## BEGIN Excerpt provided

It's the consummate prairie experience: stepping into an aging country elevator and savoring the rich aroma of new wheat and old wood; listening to the chirping birds while trading stories with the manager; watching battered old grain trucks arrive and talking bushels-per-acre, moisture content, dockage, and the politics of farming with the drivers. It's marveling at the maze of garner levers, slides and scales, legs, cups, boots and belts -- and choking back the dust as the manager puts them all into motion to move the latest load of grain from the receiving pit to storage bins. It's wood-slab walls lined with neat rows of tools, shovels and brooms, and yellowed posters that warn of the dangers of fire, spell out the specifics of boxcar and hopper loading, and shout CHILDREN NOT PERMITTED in bold print.

The country elevator is a noisy, dirty, and at times unsafe place, and yet it has an undeniable appeal. An unassuming structure designed as a facility to store and handle grain, the simple country elevator has eclipsed its intended role and become a prairie institution that has been woven into the social and economic fabric of the Canadian heartland. From the great elevator rows at places like Carstairs, Innisfail, Vulcan and Zealandia, to lonely granaries at unpopulated delivery points, the familiar gabled profile of the humble grain elevator has become a fixture on the prairie landscape. For more than a century, the country elevator has not only defined the Canadian prairies, it has afforded all who care to venture inside one, a passageway to the heart and soul of prairie life.

## END Excerpt provided
## BEGIN Data extract

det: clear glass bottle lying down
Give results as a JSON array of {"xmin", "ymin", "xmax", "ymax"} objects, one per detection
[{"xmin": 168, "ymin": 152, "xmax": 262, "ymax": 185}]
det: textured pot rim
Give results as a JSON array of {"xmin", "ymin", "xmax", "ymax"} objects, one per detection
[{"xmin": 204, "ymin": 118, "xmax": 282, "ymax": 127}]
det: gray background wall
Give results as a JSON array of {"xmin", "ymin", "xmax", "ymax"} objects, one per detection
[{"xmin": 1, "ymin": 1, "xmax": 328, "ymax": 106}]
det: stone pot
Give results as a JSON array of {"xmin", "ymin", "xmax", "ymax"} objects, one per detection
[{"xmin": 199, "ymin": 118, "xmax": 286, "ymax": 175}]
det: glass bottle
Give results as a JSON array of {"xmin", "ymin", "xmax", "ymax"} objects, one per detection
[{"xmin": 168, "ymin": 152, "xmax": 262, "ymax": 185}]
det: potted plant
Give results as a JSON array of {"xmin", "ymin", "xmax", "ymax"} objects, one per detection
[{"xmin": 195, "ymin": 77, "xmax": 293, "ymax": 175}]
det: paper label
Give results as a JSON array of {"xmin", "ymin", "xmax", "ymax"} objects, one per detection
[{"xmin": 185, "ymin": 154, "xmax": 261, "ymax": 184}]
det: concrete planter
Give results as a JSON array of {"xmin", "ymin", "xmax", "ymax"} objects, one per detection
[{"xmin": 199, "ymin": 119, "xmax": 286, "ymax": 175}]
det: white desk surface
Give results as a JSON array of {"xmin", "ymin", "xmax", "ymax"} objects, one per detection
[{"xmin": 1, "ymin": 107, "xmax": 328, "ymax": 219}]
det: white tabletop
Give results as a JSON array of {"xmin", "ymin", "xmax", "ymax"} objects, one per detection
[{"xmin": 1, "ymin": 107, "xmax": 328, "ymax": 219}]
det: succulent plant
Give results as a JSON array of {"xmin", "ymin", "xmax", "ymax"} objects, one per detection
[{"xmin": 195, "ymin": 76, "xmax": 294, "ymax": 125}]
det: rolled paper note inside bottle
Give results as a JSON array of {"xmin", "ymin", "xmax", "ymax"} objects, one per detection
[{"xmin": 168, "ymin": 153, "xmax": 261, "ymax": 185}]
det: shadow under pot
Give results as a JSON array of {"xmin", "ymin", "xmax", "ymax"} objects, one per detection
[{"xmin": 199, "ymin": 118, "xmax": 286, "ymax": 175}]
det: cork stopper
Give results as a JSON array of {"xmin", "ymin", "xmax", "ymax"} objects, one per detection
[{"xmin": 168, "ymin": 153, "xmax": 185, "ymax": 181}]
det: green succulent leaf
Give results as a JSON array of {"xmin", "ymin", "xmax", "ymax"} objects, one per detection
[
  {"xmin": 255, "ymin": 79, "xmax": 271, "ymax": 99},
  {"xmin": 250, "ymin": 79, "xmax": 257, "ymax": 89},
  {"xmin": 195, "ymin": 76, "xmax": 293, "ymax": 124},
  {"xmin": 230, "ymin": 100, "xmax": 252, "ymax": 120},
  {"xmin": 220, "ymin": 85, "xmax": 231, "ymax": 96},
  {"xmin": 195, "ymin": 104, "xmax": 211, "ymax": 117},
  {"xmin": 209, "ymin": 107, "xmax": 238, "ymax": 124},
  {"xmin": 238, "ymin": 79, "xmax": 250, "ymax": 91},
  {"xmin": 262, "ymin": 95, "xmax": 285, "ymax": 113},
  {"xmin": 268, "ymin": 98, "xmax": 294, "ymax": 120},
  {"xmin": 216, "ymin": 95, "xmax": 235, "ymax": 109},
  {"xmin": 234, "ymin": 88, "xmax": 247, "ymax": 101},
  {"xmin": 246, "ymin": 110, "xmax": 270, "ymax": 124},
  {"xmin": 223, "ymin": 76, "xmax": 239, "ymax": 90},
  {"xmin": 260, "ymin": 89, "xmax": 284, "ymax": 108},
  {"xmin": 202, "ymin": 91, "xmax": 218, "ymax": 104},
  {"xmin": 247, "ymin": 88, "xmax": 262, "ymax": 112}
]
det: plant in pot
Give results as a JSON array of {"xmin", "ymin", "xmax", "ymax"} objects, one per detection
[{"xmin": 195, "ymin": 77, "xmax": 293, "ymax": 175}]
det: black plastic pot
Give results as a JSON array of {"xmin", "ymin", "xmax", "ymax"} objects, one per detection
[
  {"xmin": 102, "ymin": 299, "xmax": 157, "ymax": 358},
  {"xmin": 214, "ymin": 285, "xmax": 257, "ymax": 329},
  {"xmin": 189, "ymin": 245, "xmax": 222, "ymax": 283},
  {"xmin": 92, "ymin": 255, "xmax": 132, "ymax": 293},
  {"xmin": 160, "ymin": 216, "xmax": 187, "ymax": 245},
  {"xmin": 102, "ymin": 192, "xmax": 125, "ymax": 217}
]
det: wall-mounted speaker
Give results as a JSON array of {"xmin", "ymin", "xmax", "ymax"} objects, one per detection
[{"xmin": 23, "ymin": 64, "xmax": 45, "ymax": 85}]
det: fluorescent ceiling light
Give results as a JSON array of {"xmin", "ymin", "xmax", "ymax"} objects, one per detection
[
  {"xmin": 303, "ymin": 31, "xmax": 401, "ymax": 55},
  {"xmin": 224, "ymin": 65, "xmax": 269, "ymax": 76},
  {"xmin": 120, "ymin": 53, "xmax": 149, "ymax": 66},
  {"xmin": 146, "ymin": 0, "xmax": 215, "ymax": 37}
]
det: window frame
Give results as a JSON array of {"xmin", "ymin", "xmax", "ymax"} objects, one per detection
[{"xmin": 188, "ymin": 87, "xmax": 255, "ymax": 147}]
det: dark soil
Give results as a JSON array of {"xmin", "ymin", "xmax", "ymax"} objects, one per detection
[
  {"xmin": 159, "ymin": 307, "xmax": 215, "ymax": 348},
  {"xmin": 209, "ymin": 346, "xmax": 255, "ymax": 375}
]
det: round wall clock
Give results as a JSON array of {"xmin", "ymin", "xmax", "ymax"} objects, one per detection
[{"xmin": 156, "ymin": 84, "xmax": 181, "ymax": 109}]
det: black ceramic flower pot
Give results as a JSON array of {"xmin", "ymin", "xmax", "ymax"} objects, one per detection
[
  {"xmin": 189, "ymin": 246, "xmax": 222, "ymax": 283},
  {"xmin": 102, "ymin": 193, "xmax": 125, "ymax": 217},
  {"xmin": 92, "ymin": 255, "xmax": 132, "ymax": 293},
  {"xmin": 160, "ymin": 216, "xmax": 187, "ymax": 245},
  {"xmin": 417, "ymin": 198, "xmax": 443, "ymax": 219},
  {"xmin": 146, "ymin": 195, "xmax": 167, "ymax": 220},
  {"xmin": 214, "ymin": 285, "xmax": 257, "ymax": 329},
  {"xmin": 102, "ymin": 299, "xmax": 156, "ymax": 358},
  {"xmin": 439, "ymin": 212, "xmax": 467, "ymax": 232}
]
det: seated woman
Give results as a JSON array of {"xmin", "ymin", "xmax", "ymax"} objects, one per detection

## END Data extract

**Written request:** List every place the country elevator text names as having a great elevator row.

**The completed task:** Carstairs, Innisfail, Vulcan, Zealandia